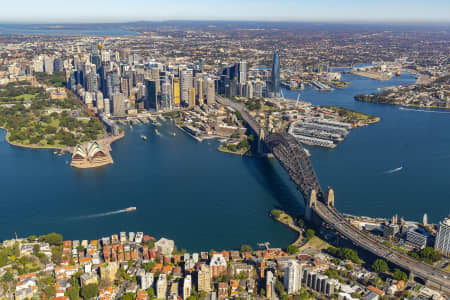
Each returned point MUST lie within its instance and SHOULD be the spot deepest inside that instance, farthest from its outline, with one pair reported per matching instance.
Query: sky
(48, 11)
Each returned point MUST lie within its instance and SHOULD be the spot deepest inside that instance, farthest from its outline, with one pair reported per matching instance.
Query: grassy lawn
(26, 97)
(316, 243)
(287, 219)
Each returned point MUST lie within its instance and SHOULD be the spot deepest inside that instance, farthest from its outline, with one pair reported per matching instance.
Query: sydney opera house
(90, 155)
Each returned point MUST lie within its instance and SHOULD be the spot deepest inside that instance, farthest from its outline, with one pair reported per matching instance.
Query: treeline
(28, 126)
(376, 98)
(12, 91)
(57, 79)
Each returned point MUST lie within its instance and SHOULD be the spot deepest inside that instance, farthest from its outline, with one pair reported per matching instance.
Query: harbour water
(203, 199)
(414, 142)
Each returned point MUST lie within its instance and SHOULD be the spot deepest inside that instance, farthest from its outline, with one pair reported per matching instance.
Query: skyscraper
(270, 285)
(151, 95)
(243, 72)
(204, 279)
(186, 84)
(119, 106)
(210, 92)
(293, 277)
(176, 91)
(187, 287)
(442, 242)
(276, 74)
(191, 97)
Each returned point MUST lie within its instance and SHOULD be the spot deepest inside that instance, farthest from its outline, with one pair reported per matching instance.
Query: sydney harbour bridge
(319, 205)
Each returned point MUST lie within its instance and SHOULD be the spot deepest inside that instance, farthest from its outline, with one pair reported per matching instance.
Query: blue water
(203, 199)
(183, 189)
(416, 139)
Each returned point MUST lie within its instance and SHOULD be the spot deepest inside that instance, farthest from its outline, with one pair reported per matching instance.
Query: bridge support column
(330, 197)
(310, 204)
(261, 142)
(411, 276)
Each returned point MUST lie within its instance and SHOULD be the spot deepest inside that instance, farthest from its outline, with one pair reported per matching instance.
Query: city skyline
(48, 11)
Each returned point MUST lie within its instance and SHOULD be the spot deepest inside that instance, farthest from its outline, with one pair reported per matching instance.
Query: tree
(310, 234)
(49, 291)
(89, 291)
(291, 249)
(52, 238)
(380, 266)
(7, 277)
(128, 296)
(73, 292)
(429, 255)
(57, 254)
(399, 275)
(279, 287)
(246, 248)
(151, 293)
(36, 249)
(276, 213)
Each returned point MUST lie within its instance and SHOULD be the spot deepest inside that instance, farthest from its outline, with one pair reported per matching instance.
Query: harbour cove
(203, 199)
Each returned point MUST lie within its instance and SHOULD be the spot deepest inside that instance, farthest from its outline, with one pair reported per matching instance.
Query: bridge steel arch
(292, 156)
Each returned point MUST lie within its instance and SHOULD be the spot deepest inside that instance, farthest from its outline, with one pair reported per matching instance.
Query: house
(222, 290)
(218, 265)
(88, 278)
(165, 246)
━━━━
Reproduce every record word for word. The copy must contain no pictures.

## Answer to the problem
Each returned point MUST lie within its instance and SHOULD be the spot deepest inside that instance, farthest from its outline, with one pair reported per matching instance.
Query: sky
(48, 11)
Each returned point MUST lie within its instance and SHOULD be the spot deepest inside that instance, farthest from its outline, with one pair reported per matching instance.
Query: grassy lawn
(26, 97)
(316, 243)
(287, 219)
Each returned point MUST lie within its instance and SHOULD be the spot deepest inside that instance, farthest from its outline, with one pair reported per matching instance.
Query: sydney opera house
(90, 155)
Each returned point MUST lie within its instance and SHOULD be the spot deepest inside that instance, farthest from its outline, with one pair reported per matching instance.
Query: treeline
(28, 126)
(376, 98)
(12, 91)
(57, 79)
Each returned point MUST lie within its instance and SHOULD be the spot deepest inside that instance, farthest from its outline, with one pair reported per matching instance.
Query: harbour water
(203, 199)
(414, 142)
Each returned point MUST lie within its instance and SHOULD be the spot deepest inside that instance, farthest from its outline, with one pair reported per matching instance.
Query: skyscraper
(270, 285)
(151, 95)
(243, 72)
(204, 279)
(186, 84)
(119, 106)
(210, 92)
(293, 277)
(176, 91)
(187, 287)
(442, 242)
(276, 74)
(191, 97)
Each returned point MUST lie within its instance and SHOULD be the spot deepest inside that instance, farthest from its outline, with one pair reported per matching instance.
Query: sydney harbour bridge
(319, 205)
Each returned point MUST lie within its instance and SHOULD be the spot deepest inside that instance, farthest from its outline, with one pair reported per matching instance.
Query: blue water
(203, 199)
(183, 189)
(416, 139)
Each returned point MUST lie within its instance and SHOULD be the spot deepest inside that instance, farthest from its outline, with one pair reported per matching instance.
Query: bridge support column
(330, 197)
(310, 204)
(261, 142)
(411, 276)
Each returned point MUST lie within its instance and SHOULD be the spot deepest inside that instance, farthest from its outline, with one pair reported per matching instance.
Query: city skyline
(48, 11)
Each returned point MUST lie within its instance and SHOULD be the spot deepest inside that instance, farthest from its outline, with one pair reported per matching instance.
Query: tree
(310, 234)
(49, 291)
(89, 291)
(291, 249)
(52, 238)
(380, 266)
(7, 277)
(128, 296)
(73, 292)
(429, 255)
(57, 254)
(399, 275)
(279, 287)
(246, 248)
(151, 293)
(36, 249)
(276, 213)
Each returned point MUST lie within its instance and SHOULD be the spot deepest inside that instance, farthest from its outline, with one pair reported per matching instance.
Query: harbour cove
(203, 199)
Each returned point MUST lie within its instance and SHOULD be the spot deepest inside that instance, farthest from its outline, with one pair reported per matching instance.
Query: bridge steel arch
(292, 156)
Each returned point MUST lie within its instance and SHOULD be the spot deepest inside that instance, farthest from its outline, with one pair reported per matching instance.
Query: house
(222, 290)
(218, 265)
(88, 278)
(165, 246)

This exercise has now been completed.